▶ [Tasks to carry out]
1. In the passage on retrospective drug testing of athletes, what does Bruce suggest athletes need?
2. In the passage on retrospective drug testing of athletes, which time labels appear in the hypothetical case, and what happens at each one?
3. Carry on the passage about retrospective drug testing of athletes, starting after its closing question.

▶ [Excerpted passage]
· · ·

"Athletes considering using banned substances [not only] have to evade any tests that exist today, [but also] have to at least think about how they could evade any tests that might be invented in the future."
Bruce suggests athletes need escrow blood samples, to defend themselves against retrospective charges.
Retrospective tests introduce new modes of risk and uncertainty for athletes. Not only new tests as Bruce indicates, but possibly also new interpretations of the regulations, based on shifting expert opinion from scientists and lawyers. (Does chemical substance X2 invented at time T2 and detected in a blood sample taken at time T3 count as banned under a regulation enacted at earlier time T1, which refers to an almost identical substance X1, if a reliable test to discriminate between X1 and X2 wasn't perfected until a later time T4, and X2 itself wasn't explicitly banned until T5? Complicated, huh?)

· · ·

▶ [Region pointing data]
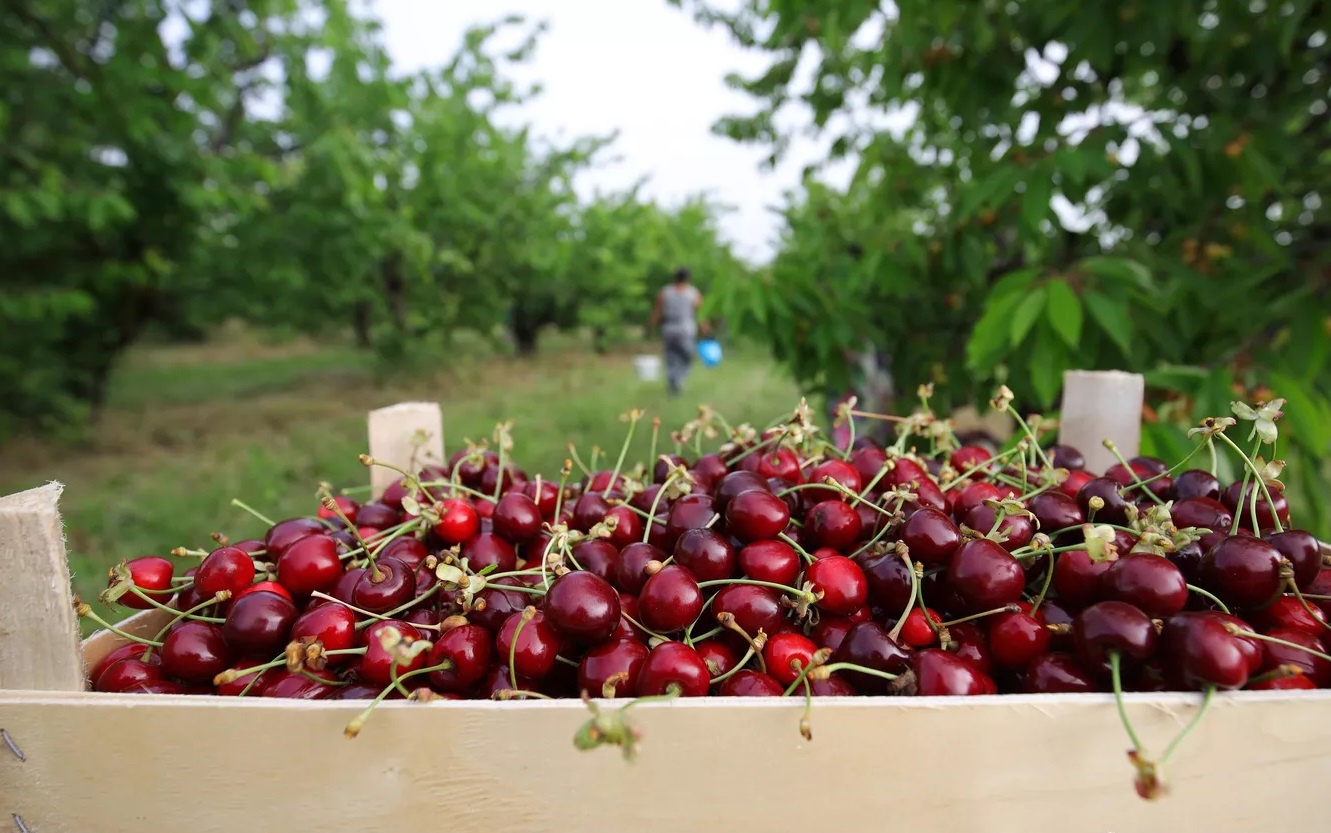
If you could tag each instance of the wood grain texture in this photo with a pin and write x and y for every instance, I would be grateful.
(1028, 764)
(407, 435)
(39, 630)
(1101, 405)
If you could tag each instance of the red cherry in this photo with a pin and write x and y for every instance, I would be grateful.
(194, 652)
(582, 607)
(152, 575)
(537, 646)
(841, 583)
(310, 564)
(833, 524)
(756, 515)
(228, 568)
(672, 664)
(670, 600)
(622, 660)
(769, 560)
(784, 651)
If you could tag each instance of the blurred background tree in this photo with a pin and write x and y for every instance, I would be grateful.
(1049, 185)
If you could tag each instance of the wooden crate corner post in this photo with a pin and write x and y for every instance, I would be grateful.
(406, 435)
(40, 646)
(1101, 405)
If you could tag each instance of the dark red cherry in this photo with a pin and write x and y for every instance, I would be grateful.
(832, 523)
(841, 583)
(533, 648)
(258, 623)
(386, 586)
(943, 673)
(1149, 582)
(670, 599)
(706, 554)
(756, 515)
(622, 660)
(470, 650)
(1242, 571)
(671, 666)
(194, 652)
(769, 560)
(583, 607)
(750, 683)
(1058, 672)
(1113, 627)
(985, 576)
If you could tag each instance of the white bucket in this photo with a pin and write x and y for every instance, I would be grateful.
(648, 367)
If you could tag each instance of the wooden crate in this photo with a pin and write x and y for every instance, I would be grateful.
(81, 761)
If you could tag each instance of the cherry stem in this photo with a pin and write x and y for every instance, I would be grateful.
(1116, 675)
(1275, 640)
(1210, 596)
(253, 511)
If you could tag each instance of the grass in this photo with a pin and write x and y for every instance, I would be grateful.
(189, 429)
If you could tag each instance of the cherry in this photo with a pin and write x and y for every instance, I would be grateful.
(1113, 627)
(631, 567)
(582, 607)
(538, 643)
(469, 648)
(1201, 512)
(1016, 640)
(310, 564)
(706, 554)
(756, 515)
(841, 471)
(1149, 582)
(333, 626)
(608, 660)
(916, 631)
(984, 575)
(1303, 552)
(941, 673)
(152, 575)
(670, 599)
(1195, 483)
(672, 666)
(1014, 530)
(868, 644)
(194, 652)
(517, 518)
(841, 583)
(225, 568)
(755, 608)
(1057, 672)
(832, 523)
(769, 560)
(1108, 490)
(258, 623)
(750, 683)
(1242, 571)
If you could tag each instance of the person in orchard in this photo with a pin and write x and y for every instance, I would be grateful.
(675, 313)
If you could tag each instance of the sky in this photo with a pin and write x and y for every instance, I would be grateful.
(638, 67)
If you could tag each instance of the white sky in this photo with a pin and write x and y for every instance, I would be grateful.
(640, 67)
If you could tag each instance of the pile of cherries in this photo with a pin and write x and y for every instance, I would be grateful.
(776, 566)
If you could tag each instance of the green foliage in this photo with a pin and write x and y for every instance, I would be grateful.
(168, 165)
(1130, 185)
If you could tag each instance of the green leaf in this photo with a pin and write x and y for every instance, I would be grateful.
(1112, 317)
(1065, 312)
(1026, 313)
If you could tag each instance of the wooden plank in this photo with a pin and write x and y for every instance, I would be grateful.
(39, 630)
(407, 435)
(1038, 764)
(1101, 405)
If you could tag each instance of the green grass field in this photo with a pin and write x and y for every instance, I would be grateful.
(189, 429)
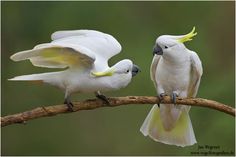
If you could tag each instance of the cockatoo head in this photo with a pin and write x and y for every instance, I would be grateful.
(126, 67)
(169, 45)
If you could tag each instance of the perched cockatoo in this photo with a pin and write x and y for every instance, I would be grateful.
(175, 71)
(85, 55)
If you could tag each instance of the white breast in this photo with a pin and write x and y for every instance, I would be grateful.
(173, 77)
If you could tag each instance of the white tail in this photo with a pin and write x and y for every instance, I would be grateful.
(181, 135)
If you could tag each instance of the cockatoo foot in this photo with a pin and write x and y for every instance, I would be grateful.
(69, 105)
(161, 97)
(102, 97)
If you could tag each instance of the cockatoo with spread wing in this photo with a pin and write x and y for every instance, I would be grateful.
(85, 55)
(175, 71)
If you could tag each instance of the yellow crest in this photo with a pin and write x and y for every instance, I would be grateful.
(188, 37)
(105, 73)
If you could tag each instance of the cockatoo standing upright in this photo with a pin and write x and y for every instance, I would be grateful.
(85, 54)
(175, 71)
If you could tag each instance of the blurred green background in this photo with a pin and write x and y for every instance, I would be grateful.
(136, 25)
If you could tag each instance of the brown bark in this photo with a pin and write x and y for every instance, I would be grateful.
(116, 101)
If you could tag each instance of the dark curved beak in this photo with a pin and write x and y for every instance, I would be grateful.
(135, 70)
(157, 50)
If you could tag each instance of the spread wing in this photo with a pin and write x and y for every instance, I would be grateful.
(73, 48)
(196, 73)
(57, 56)
(103, 45)
(153, 68)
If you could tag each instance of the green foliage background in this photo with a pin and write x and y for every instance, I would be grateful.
(136, 25)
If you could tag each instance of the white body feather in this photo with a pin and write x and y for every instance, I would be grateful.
(178, 70)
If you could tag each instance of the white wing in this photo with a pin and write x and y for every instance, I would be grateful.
(73, 48)
(153, 68)
(103, 45)
(196, 73)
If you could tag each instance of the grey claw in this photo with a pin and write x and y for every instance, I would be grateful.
(173, 97)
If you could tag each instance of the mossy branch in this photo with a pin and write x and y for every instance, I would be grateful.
(115, 101)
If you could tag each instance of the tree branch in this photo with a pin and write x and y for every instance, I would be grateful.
(116, 101)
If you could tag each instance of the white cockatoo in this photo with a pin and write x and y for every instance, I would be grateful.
(175, 71)
(85, 55)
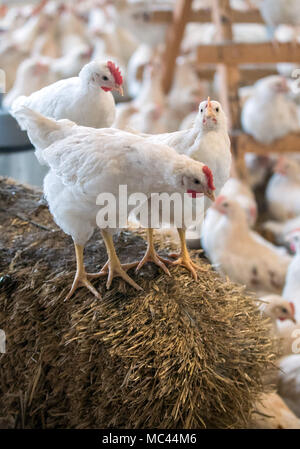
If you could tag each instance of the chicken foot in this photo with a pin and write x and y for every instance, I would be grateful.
(184, 258)
(80, 279)
(113, 266)
(152, 256)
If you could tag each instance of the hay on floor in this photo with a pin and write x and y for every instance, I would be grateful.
(178, 355)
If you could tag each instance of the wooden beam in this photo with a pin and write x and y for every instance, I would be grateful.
(236, 54)
(229, 75)
(173, 41)
(205, 16)
(247, 75)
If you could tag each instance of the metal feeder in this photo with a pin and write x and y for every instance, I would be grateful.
(11, 136)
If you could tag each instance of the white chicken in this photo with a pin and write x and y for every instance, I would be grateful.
(276, 308)
(33, 74)
(145, 112)
(136, 17)
(277, 12)
(70, 65)
(186, 93)
(281, 229)
(86, 99)
(11, 56)
(269, 114)
(233, 249)
(283, 190)
(289, 381)
(85, 162)
(239, 191)
(291, 289)
(207, 141)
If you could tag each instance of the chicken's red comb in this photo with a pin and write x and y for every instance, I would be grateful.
(292, 308)
(115, 71)
(220, 199)
(209, 176)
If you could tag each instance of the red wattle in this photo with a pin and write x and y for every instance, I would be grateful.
(194, 194)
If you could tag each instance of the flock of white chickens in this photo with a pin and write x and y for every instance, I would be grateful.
(63, 64)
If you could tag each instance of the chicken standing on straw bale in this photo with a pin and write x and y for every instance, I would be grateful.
(208, 142)
(85, 162)
(86, 99)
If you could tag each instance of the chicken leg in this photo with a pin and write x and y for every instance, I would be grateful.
(113, 266)
(152, 256)
(184, 258)
(81, 275)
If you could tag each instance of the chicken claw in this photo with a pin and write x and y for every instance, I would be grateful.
(80, 279)
(113, 266)
(184, 258)
(152, 256)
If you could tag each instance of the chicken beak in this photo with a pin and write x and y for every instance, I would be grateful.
(119, 89)
(209, 113)
(210, 194)
(279, 167)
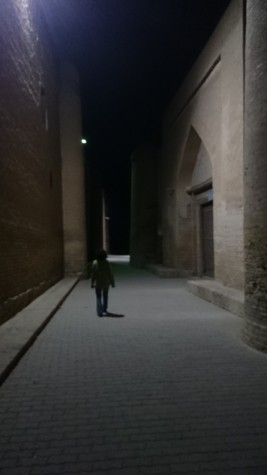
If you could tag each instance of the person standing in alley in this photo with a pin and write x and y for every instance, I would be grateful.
(101, 279)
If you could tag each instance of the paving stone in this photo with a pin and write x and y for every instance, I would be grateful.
(168, 389)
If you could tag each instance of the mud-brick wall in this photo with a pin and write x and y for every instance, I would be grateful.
(31, 256)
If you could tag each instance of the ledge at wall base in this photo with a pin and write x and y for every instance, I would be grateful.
(167, 272)
(19, 333)
(226, 297)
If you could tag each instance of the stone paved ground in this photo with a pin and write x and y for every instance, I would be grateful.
(169, 389)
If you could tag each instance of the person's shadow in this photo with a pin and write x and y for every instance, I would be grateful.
(114, 315)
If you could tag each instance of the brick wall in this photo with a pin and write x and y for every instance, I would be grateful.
(30, 165)
(210, 101)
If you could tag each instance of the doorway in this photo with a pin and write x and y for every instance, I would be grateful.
(207, 239)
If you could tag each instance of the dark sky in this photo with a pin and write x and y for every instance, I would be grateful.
(132, 55)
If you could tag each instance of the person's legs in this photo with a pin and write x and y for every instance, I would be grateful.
(105, 300)
(99, 306)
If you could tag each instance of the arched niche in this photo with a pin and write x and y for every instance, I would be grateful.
(195, 252)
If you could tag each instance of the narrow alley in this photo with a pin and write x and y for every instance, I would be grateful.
(167, 389)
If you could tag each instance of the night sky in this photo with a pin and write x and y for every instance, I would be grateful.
(132, 56)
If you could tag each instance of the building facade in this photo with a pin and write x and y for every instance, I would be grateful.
(211, 209)
(42, 231)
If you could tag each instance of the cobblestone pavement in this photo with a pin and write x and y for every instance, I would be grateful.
(168, 389)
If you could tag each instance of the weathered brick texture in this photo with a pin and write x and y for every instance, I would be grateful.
(30, 163)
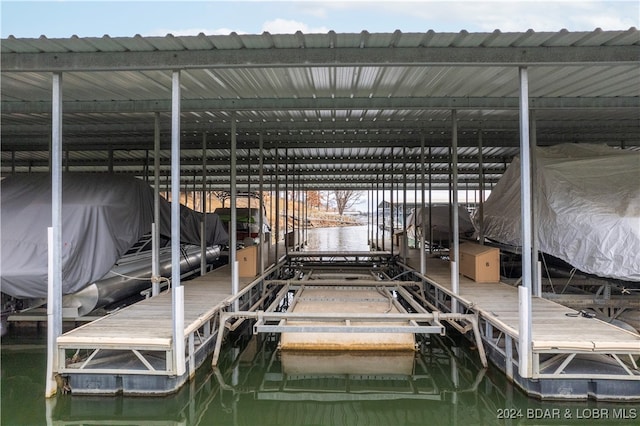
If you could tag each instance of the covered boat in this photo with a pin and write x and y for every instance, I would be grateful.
(587, 207)
(437, 220)
(103, 217)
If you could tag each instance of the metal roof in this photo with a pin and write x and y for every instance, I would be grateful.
(343, 110)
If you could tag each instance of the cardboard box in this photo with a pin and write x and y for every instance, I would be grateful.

· · ·

▶ [Expected results]
1. Escrow blood samples, to defend themselves against retrospective charges.

2.
- T1: a regulation is enacted that refers to substance X1.
- T2: chemical substance X2 is invented.
- T3: a blood sample in which X2 is detected is taken.
- T4: a reliable test to discriminate between X1 and X2 is perfected.
- T5: X2 itself is explicitly banned.

3.
An older and long-established athlete may have access to more expensive ways of cheating, as well as a greater incentive to cheat as athletic prowess starts to wane. Meanwhile the direct cost of being detected (in terms of suspension from further competition) reduces to zero as the athletic career comes to an end. Retrospective testing may increase the chance of detection, but it also increases the average delay between transgression and detection. So we might expect retrospective testing to amplify the age imbalance: greater compliance from younger athletes, and lesser compliance from older ones.
Meanwhile, crime writer Patricia Cornwall has a theory (Portrait of a Killer) about the identity of Jack the Ripper, based partly on DNA evidence. (Nineteenth century crime subject to twentieth century forensics.) So do we also need to think of escrow DNA, to deal with posthumous allegations of crime or paternity?
[Update] Bruce Schneier adds some useful game theoretic analysis to his earlier post, prompted by dope-testing of Floyd Landis.